■ TASK OBJECTIVE ■
Which lines in the material below contain the string "mask"? Copy out each of them.

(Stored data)
+--

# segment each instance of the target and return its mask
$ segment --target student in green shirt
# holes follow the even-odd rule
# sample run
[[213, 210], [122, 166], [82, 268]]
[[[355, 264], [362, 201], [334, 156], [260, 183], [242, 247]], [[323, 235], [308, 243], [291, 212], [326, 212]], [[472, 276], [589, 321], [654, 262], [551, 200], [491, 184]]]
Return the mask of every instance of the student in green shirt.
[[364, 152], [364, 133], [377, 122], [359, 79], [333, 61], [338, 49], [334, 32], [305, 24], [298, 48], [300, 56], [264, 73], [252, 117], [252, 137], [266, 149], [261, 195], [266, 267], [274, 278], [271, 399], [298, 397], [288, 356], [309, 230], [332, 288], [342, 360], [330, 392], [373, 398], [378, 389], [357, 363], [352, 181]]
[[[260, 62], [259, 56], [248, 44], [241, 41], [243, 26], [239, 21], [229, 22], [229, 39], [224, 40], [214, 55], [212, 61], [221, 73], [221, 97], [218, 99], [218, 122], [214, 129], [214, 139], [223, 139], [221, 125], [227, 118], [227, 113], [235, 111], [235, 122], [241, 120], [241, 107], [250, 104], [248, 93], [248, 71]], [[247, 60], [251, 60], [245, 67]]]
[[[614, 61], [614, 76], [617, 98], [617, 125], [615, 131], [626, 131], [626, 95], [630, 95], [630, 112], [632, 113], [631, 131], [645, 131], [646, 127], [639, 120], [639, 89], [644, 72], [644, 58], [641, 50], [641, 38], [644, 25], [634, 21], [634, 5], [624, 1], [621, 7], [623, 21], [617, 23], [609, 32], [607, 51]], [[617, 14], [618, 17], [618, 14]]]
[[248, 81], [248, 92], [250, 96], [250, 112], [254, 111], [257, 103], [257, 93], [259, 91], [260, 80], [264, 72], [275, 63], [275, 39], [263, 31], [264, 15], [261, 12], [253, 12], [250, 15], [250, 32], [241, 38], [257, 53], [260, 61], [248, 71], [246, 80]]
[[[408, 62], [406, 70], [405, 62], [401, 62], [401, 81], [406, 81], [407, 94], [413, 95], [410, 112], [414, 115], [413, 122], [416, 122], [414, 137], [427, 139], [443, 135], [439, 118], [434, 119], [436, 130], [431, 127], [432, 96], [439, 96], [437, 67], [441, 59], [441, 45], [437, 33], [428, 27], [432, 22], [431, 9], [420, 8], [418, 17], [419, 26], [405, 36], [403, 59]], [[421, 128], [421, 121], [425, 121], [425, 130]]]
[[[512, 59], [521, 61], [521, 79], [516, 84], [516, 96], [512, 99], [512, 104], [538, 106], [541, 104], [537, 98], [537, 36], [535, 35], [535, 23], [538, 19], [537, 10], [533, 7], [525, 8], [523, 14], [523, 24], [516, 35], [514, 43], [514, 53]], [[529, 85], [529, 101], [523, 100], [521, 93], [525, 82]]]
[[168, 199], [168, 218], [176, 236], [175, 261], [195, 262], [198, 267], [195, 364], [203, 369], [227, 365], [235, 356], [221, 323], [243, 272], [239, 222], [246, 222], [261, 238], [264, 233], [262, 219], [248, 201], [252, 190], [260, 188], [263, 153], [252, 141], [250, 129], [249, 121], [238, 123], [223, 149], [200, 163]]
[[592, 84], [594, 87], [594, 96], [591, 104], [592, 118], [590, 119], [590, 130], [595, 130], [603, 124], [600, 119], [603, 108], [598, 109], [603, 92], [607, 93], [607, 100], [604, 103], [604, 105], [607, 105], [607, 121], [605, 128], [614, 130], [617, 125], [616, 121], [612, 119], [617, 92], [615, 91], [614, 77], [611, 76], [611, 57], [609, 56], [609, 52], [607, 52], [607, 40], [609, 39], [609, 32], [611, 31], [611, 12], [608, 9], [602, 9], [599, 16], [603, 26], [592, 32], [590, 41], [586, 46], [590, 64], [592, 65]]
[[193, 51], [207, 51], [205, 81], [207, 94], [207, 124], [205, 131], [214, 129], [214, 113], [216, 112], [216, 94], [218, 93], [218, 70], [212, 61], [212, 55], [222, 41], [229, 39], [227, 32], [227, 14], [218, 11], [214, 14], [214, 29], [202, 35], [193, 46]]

+--

■ TASK RESULT ■
# segment each instance of the target and return its mask
Return the mask of every instance of the student in green shirt.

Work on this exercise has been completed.